**Brano:**
★ ★ ★ ★ ★ ★ ★
L’arrampicata sociale è finita nel burrone: se un melone costa 7, 98 euro e si hanno un paio di bambini lo mangiano in una volta. Ovvio, non dappertutto i prezzi sono quelli di Milano, ma sono comunque alti, troppo alti per sempre più persone. E sempre più persone spariranno dai ristoranti, dalle villeggiature, dai cinema, dalle palestre. Certo, si può vivere facendo a meno di tante cose, si può restringere il campo limitandolo ai bisogni insopprimibili.

Ma non era questa la promessa. C’era una promessa di benessere diffuso, mantenuta con riguardo a chi ha molti anni, a chi veniva da condizioni di povertà che si pensava sarebbero sparite per sempre. Per quelli nati di recente, il patto sociale aveva promesso condizioni migliori, conquiste ormai date per scontate. Invece, per molti, torna il tempo delle rinunce. Si aprono vuoti per larghe fette sociali. Vuoti resi invisibili da tante fasce che ancora possono accedere a un benessere minimo.
La povertà è resa vergogna, viene accuratamente nascosta. La gente riempie gli spazi dando l’impressione dell’inesistenza della povertà. Ma la povertà avanza, più avanza e più si nasconde. Il mondo si divide fra chi ancora può, e appare, e chi non può più, e si nasconde.

Era stata promessa un’arrampicata sociale e per i più che ci hanno creduto, per i meno performanti, i meno competitivi, i più lenti, tutto si dirige verso la caduta.
La scoperta finale è che i poveri non sono buoni: sono rancorosi, invidiosi, stanno sempre a lamentarsi, a dare la colpa a qualcun altro. Se la prendono con chi si dà da fare, chi si impegna a forza di sacrifici, ce l’hanno contro i riusciti.
★ ★ ★ ★ ★ ★ ★
Righe di origine:
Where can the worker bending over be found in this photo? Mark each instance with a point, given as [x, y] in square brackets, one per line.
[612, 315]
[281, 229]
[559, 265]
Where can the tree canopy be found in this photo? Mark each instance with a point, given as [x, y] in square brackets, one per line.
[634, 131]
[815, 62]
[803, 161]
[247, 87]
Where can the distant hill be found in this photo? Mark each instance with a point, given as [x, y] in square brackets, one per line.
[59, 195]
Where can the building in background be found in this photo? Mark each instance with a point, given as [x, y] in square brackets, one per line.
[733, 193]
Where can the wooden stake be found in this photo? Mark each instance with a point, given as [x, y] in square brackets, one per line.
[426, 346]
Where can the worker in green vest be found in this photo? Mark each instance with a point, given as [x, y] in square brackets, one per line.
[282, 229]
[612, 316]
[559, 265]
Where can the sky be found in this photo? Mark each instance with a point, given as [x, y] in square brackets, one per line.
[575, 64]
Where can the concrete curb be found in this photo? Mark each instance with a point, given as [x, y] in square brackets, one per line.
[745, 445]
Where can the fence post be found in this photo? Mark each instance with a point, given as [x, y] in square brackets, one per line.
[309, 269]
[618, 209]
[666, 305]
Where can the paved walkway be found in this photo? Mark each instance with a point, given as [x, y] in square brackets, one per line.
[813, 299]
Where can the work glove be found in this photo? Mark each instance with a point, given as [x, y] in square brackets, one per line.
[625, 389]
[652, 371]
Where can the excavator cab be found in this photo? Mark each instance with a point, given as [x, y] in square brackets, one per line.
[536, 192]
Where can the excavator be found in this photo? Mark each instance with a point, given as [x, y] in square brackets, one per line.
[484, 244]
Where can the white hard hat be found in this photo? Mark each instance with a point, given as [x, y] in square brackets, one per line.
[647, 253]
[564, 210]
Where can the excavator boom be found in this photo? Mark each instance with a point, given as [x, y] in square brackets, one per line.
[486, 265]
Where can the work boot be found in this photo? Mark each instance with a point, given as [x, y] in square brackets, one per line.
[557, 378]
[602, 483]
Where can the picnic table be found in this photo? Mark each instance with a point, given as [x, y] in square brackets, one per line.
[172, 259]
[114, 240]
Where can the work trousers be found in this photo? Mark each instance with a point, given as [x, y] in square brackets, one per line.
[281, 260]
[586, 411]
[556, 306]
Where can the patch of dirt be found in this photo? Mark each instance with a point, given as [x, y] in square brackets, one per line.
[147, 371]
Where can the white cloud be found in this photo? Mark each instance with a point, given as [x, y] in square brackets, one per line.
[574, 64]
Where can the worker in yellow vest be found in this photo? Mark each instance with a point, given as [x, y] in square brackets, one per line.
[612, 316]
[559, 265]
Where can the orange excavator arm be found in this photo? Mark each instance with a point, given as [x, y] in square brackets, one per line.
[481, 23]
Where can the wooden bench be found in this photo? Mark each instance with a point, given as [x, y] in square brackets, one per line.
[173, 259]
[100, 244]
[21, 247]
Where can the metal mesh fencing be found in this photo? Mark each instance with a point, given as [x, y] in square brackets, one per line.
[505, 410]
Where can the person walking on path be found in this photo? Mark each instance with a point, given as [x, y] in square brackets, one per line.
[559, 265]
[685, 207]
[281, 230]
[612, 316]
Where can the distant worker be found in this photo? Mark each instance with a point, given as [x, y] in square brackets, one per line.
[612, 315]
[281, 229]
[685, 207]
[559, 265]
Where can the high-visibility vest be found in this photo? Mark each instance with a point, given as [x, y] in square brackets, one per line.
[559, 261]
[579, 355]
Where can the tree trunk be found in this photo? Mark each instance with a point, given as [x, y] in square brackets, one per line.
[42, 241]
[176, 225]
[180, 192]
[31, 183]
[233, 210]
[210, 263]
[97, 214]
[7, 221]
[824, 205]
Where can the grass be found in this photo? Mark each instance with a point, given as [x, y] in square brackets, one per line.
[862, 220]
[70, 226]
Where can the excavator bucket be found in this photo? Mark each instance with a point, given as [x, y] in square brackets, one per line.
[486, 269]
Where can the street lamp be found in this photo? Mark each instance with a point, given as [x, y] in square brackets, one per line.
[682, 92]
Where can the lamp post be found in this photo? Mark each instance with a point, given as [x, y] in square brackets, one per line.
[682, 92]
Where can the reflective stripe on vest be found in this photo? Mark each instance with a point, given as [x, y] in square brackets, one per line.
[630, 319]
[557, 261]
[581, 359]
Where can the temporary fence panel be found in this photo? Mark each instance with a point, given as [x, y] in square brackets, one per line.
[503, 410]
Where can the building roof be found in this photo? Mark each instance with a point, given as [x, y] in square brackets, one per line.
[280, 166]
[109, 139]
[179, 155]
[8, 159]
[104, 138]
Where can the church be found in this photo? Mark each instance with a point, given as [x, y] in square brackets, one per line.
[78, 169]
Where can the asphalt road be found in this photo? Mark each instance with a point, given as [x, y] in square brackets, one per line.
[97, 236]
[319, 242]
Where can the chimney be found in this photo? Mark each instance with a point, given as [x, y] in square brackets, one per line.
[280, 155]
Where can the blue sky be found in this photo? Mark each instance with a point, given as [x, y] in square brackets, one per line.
★ ★ ★ ★ ★ ★ ★
**Consegne:**
1: Riassumi in due frasi il brano sulla povertà nascosta.
2: Riprendi il brano sulla povertà nascosta e proseguilo a partire dall'ultima frase.

**Risposte:**
1: Con prezzi troppo alti per sempre più persone, la promessa di un benessere diffuso e di un'arrampicata sociale viene meno e per molti torna il tempo delle rinunce. La povertà avanza ma viene nascosta come una vergogna, e il mondo si divide fra chi ancora può, e appare, e chi non può più, e si nasconde.

2:
Colpe, i poveri, ne hanno davvero tante: sono maggioranza assoluta nel mondo, per numero, eppure non contano nulla, questa è responsabilità loro, vera non la convinzione, e la conclamazione, che la povertà sia una colpa. Un peccato da punire.
Il problema italiano sono i poveri, i lavoratori recalcitranti, i migranti che si rifiutano di fare la fila legale.
Gli intralci alla felicità sono gli svantaggiati, senza di loro si avrebbe una società riuscita, più presentabile pure.
I poveri buoni sono quelli da “riscatto”, le esistenze esemplari che col sacrificio personale in una società che prevede dei percorsi di superamento delle barriere sociali, riescono.
Binari, però, dentro cui si deve stare. Il riscatto da cosa? Si potrebbe dire. Da quale peccato originale?
La povertà è una prassi convenzionale in un modello che si fonda sulle differenze: fra servire ed essere serviti.
Se ti “riscatti”, devi ringraziare, occultando, magari, l’accento terrone, mai dimenticando, comunque, di essere nero. Che se non si santifica e si ringrazia il sistema che ti concede lo scatto sociale, si ritorna alla casella iniziale, in un eterno gioco dell’oca.